• Task:
Pull out every line in the records below that contains the string "query", counting only matches with the same capitalization.

• Entries provided:
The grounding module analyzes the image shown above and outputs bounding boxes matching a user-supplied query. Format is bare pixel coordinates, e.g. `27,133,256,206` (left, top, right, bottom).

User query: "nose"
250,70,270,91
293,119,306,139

* * *

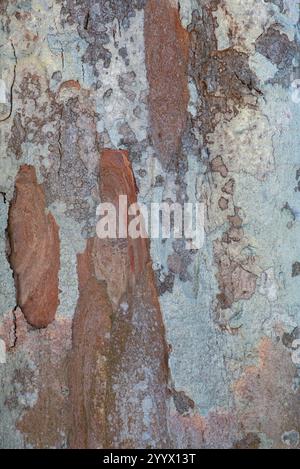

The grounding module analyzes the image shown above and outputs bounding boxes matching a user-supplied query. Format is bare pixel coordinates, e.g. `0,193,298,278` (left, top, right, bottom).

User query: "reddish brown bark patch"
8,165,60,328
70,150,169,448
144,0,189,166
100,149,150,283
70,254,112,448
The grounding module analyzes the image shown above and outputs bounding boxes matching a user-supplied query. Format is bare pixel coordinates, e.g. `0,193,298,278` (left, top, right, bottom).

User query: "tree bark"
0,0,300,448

• Written answer:
The grounding module analyzes the image shown above and outputs bounding boxes matching a user-supplied query. Format is bare pixel coordinates, e.g. `27,133,256,206` (left, top, right, bottom).
User query: "nose"
The grounding module analyzes the image shown above and outputs bounding boxes matching a user-supplied query. Format is bare pixel coordinates, e.g. `0,193,298,278` (left, top, right, bottom).
User query: "reddish brown bark patch"
The grounding module analyzes the image shown above and outputs bounding boxes matching a user-supplied query. Format is bare pixel coordinates, e.g. `0,193,298,278` (left, top, right, bottom).
User query: "tree bark"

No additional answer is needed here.